◆ **GOAL**
Copy the lines below word for word, keeping every one of them in the same order.
═══ DATA SHOWN
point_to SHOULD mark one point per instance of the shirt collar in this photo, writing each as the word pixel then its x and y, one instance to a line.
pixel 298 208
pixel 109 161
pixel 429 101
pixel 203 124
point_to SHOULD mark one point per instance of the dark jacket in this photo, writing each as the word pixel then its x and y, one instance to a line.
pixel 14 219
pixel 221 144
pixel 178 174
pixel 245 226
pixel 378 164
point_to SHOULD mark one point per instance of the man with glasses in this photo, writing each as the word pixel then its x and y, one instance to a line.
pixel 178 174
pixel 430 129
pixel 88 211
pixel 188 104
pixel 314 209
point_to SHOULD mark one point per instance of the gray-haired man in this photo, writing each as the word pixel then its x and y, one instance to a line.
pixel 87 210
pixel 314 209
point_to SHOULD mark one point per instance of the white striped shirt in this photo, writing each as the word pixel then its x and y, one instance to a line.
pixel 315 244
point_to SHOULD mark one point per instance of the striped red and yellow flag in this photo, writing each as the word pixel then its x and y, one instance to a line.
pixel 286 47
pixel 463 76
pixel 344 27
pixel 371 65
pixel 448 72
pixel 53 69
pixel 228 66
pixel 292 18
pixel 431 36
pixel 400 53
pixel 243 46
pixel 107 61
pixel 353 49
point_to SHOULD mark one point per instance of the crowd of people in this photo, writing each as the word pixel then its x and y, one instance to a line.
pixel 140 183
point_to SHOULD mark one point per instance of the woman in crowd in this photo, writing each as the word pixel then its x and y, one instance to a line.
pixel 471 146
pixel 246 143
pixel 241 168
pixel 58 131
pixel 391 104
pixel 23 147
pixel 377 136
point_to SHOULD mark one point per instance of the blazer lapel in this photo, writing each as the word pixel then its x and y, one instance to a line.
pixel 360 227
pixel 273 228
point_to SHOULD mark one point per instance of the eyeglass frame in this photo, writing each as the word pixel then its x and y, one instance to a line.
══════
◆ **ANSWER TO THE EXERCISE**
point_to SHOULD mark one point per instance of the shirt collar in this photo, writing each as the word pixel then its x and y, one instance to a line.
pixel 298 208
pixel 109 161
pixel 429 101
pixel 203 124
point_to SHOULD mark one point per instance of the dark jacket in this photo, writing each as the word pixel then its x and y, one instance to a line.
pixel 14 219
pixel 221 144
pixel 178 174
pixel 245 226
pixel 378 164
point_to SHOULD mark one point per instance of the man with glasses in this photo, writing each as the word pixel then its x and y, one instance to a line.
pixel 178 174
pixel 430 129
pixel 88 211
pixel 188 104
pixel 314 209
point_to SHOULD mark one point per instance of the gray-haired man in this photo, writing each as the word pixel then its x and y, one instance to a line.
pixel 87 210
pixel 314 209
point_to SHOULD mark one point per instance of the white striped shirt in this photo, writing each as the word pixel then its x and y, one instance to a line.
pixel 315 244
point_to SHOULD mark one point per instance of the striped red and yellow flag in this photo, writing each as the word pixel then its x and y, one instance to a line.
pixel 286 47
pixel 463 76
pixel 344 27
pixel 371 65
pixel 448 72
pixel 53 69
pixel 228 66
pixel 292 18
pixel 431 36
pixel 400 53
pixel 243 46
pixel 107 61
pixel 353 49
point_to SHOULD mark one point per instance of the crowd of people in this photo, writing each as the word pixel then its x and y, one instance to a line.
pixel 140 183
point_to SHOULD mark one point per instance of the woman in crowd in this photo, writing each as the word pixel then its x and y, one instance to a line.
pixel 471 146
pixel 246 143
pixel 241 168
pixel 58 131
pixel 391 104
pixel 23 147
pixel 377 136
point_to SHOULD mark one point per instance of the blazer lapel in this photo, writing each as the word pixel then its x and y, one instance to a line.
pixel 360 227
pixel 273 228
point_to SHOULD mark one point per instance of the eyeglass frame in this photo, writing each as the word pixel then its x and y, one instance to a line.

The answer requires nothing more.